**Texto de lectura**
+ + + +

Por eso, cuando en 1939 HÍTLER y STALIN firman el tratado de no agresión que pone definitivamente a Europa en el disparadero, y que en realidad supondrá una declaración de guerra en sí misma casi de la misma intensidad que la propia invasión de Polonia el uno de septiembre, lo cierto es que la misma incredulidad que recorre Europa en relación al mencionado tratado, y que lleva a Reino Unido a declarar la guerra a Alemania, será la misma que en realidad une a los dos firmantes.

En términos estratégicos la situación es la misma que en 1913. Alemania no puede dedicarse a Francia, si tiene que dedicar parte de su atención, y lo que es peor, de su ejército, a protegerse de la sempiterna amenaza que supone la excepcional capacidad de movilización Rusa, capaz de poner en danza a seis millones de soldados antes del anochecer.

Si en la guerra del catorce la propia idiosincrasia de la persona del Zar había sido el yugo que había sujetado al ejército ruso, con los resultados que de nuevo la historia nos permite identificar; lo cierto es que ahora nada puede hacer presagiar que ni de lejos alguien como Stalin se halle en predisposición de tomar una decisión parecida.
Por ello que la diplomacia ha de vestirse de estrategia, y ponerse de manera desconocida en un primer plano, convirtiendo aquél pacto de no agresión que se firma en 1939, en una de las mentiras más festejadas de la Historia, a la par que en una de las que peores consecuencias tendrá entre elementos extraordinarios a los directamente implicados (véase por ejemplo los efectos que tendrá en el propio Reino Unido, donde la pasividad del por entonces presidente, traerá aparejada la dilapidación de su prestigio político, constatando los primeros éxitos como estadista de Churchill.

Pero lejos de necesitar aditamentos externos, lo cierto es que por sí mismo el tratado constituía por sí solo, material con el suficiente interés como para preocupar, como luego quedó patente, al mundo entero.

Así, las columnas acorazadas de la Panzer.División asolaron Europa, demostrando de paso la valía de las teorías que al respecto de la guerra acorazada habían sido enunciadas de manera brillante por Heinz GUDERIAN.
A la par, las columnas y divisiones de los IV, V y VI ejércitos, redefinían los parámetros desde los que había sido definido el concepto de paseo militar.
Dos cosas quedaban a esas alturas claras. Primero, que aquéllos que habían sido vencedores de la I Guerra Mundial, habían puesto demasiadas esperanzas en el Tratado de Versalles. Segundo, la proporción en la que Alemania había bordeado, si no burlado, los parámetros del mencionado Tratado.

+ + + +

**Enunciado A**
Traduce al inglés esta oración del texto sobre el pacto de no agresión de 1939: "En términos estratégicos la situación es la misma que en 1913."
**Enunciado B**
Reproduce un fragmento del texto sobre el pacto de no agresión de 1939 cambiando "seis millones" por "cinco millones". Empieza en las palabras que contienen "En términos estratégicos" y detente después de "antes del anochecer.".
**Enunciado C**
Continúa el texto sobre el pacto de no agresión de 1939 a partir de su última oración.

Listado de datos
+ + + +

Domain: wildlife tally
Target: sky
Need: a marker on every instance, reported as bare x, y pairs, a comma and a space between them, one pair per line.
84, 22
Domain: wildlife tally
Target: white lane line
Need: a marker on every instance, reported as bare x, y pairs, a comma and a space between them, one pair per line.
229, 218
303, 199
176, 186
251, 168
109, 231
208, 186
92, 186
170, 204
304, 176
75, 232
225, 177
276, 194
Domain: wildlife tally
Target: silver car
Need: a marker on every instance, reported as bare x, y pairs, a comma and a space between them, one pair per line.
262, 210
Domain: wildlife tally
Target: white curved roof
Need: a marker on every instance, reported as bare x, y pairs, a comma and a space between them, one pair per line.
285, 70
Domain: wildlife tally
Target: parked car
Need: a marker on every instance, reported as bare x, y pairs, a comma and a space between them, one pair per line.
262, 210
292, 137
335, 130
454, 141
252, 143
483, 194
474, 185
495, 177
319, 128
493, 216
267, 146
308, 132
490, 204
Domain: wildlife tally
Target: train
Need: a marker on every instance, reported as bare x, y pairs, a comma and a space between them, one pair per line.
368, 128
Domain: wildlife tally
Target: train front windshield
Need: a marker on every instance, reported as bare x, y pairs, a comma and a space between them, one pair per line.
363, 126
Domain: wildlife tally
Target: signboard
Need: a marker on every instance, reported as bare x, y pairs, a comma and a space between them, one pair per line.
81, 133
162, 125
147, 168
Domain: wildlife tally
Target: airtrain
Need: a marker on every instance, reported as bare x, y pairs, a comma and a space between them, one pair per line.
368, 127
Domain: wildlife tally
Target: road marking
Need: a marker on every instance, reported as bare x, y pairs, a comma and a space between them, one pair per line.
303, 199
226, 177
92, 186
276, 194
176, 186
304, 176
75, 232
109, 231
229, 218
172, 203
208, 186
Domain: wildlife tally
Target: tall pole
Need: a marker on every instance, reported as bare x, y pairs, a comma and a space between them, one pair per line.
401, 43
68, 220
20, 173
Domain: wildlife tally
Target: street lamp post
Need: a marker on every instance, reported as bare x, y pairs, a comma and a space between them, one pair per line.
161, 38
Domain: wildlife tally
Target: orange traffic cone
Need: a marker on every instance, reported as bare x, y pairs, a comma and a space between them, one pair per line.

+ + + +

**Respuesta A**
In strategic terms, the situation is the same as in 1913.

**Respuesta B**
En términos estratégicos la situación es la misma que en 1913. Alemania no puede dedicarse a Francia, si tiene que dedicar parte de su atención, y lo que es peor, de su ejército, a protegerse de la sempiterna amenaza que supone la excepcional capacidad de movilización Rusa, capaz de poner en danza a cinco millones de soldados antes del anochecer.

**Respuesta C**
Pero lo cierto es que nada de todo esto tiene demasiada relevancia una vez constatamos los respectivos estados en los que se hallan los países involucrados en la guerra, a principios de 1941.
En términos generales, el fulgurante avance de la Werhmacht que durante los primeros meses de la guerra ha impresionado a los países que lo han sufrido, casi con la misma intensidad con la que ha ultrajado a sus ejércitos; se ha detenido, hasta el punto de que la conflagración amenaza con asentarse en una guerra de trincheras con los frentes estabilizados a la que nadie, cada uno por sus motivos, quiere llegar.
Es entonces cuando un problema de intendencia, el mismo que GUDERIAN expuso como el único proclive a desmontar tan hermosa teoría, amenaza no ya con tumbar la teoría, sino más bien con arruinar los deseos de expansión arios. Efectivamente, la guerra relámpago necesita de los Panzer, y estos a su vez necesitan de combustible.

Es entonces cuando los campos de trigo de las llanuras rusas, así como especialmente sus campos y reservas petrolíferas, se convierten en el objeto de deseo de Hítler.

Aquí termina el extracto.